• **What to produce**
Set down the material below in full, matching it exactly.

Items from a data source
# # # # # # #

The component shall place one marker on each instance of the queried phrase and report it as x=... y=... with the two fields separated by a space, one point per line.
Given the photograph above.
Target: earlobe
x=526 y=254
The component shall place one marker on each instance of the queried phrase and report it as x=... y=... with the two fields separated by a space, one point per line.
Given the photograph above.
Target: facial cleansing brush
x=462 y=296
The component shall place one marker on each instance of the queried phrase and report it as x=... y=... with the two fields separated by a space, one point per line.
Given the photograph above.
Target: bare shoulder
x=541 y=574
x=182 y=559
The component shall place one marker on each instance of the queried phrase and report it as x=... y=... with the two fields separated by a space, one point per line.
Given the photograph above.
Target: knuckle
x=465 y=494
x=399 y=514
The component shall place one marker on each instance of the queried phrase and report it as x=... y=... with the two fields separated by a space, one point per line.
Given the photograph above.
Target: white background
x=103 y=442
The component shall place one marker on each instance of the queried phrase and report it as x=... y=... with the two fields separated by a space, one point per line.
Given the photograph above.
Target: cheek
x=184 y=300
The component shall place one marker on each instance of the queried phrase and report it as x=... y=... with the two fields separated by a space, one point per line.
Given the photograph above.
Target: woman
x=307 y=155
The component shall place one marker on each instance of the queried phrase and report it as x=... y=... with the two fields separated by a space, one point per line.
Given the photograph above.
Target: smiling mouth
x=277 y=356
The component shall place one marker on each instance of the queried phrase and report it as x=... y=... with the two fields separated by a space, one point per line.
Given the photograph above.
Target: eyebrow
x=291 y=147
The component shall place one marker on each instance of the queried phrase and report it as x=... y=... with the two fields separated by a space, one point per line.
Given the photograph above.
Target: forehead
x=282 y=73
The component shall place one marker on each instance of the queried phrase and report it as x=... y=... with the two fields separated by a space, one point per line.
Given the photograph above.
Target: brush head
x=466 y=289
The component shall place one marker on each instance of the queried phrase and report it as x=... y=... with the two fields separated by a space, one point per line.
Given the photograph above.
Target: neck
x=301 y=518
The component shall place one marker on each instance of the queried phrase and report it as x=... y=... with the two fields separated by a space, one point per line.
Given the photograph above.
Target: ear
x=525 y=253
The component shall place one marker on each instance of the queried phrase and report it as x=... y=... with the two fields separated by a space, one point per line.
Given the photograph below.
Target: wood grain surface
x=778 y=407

# # # # # # #

• **Written response**
The component shall place one marker on each instance of the queried phrase and report it as x=... y=... with the two fields separated by a space, one point per line.
Given the photograph above.
Target: earlobe
x=526 y=254
The component shall place one marker on each instance of the queried phrase and report it as x=... y=... with the two fields separated by a space, one point per line.
Given the photograph above.
Target: facial cleansing brush
x=462 y=296
The component shall place one marker on each instance of the queried phrase and report it as x=... y=... with the two fields separated by a space, one point per line.
Given the photograph above.
Target: bare shoulder
x=541 y=574
x=182 y=559
The component shall place one marker on each instance of the queried phrase and report it as x=... y=... with the two fields separated by a space, one point per line.
Given the photograph above.
Target: knuckle
x=465 y=494
x=399 y=514
The component shall place one marker on each instance of the queried phrase and report it as x=... y=... with the two fields separated by a space, one point per line.
Given the photograph above.
Target: white background
x=103 y=442
The component shall place one marker on each instance of the queried phrase and report it as x=... y=... with the two fields separated by a space, one point per line.
Given the photograph above.
Target: cheek
x=184 y=300
The component shall place one marker on each instance of the queried phrase and report it as x=... y=... with the two fields separated by a space, one point per line.
Given the photograph above.
Target: woman
x=307 y=155
The component shall place one marker on each instance of the queried phrase and report it as x=... y=... with the two fields separated by a space, one point per line.
Given the photograph above.
Target: smiling mouth
x=277 y=356
The component shall place one marker on each instance of the queried phrase and report it as x=... y=... with the two fields separated by a space, one point per line.
Given the photograph above.
Target: eyebrow
x=291 y=147
The component shall place one marker on each instance of the queried phrase and report it as x=... y=... with the two fields separated by a space, one point per line.
Given the photograph above.
Target: forehead
x=282 y=73
The component shall place one marker on each instance of the queried phrase and report it as x=... y=... with the two fields separated by a space, one point per line.
Given the photograph above.
Target: brush head
x=466 y=289
The component shall place one marker on each instance of the queried phrase and report it as x=... y=... with the two fields separated by a space, one point per line.
Given the photograph above.
Target: neck
x=301 y=518
The component shall place one marker on each instance of the queried phrase and report it as x=... y=... with the two fields separated by a space, one point per line.
Given the photograph above.
Target: ear
x=525 y=253
The component shall place one marker on each instance of the queried phrase and report it as x=... y=... with the two fields separated by a space, one point per line.
Given the photograph below.
Target: wood grain surface
x=778 y=407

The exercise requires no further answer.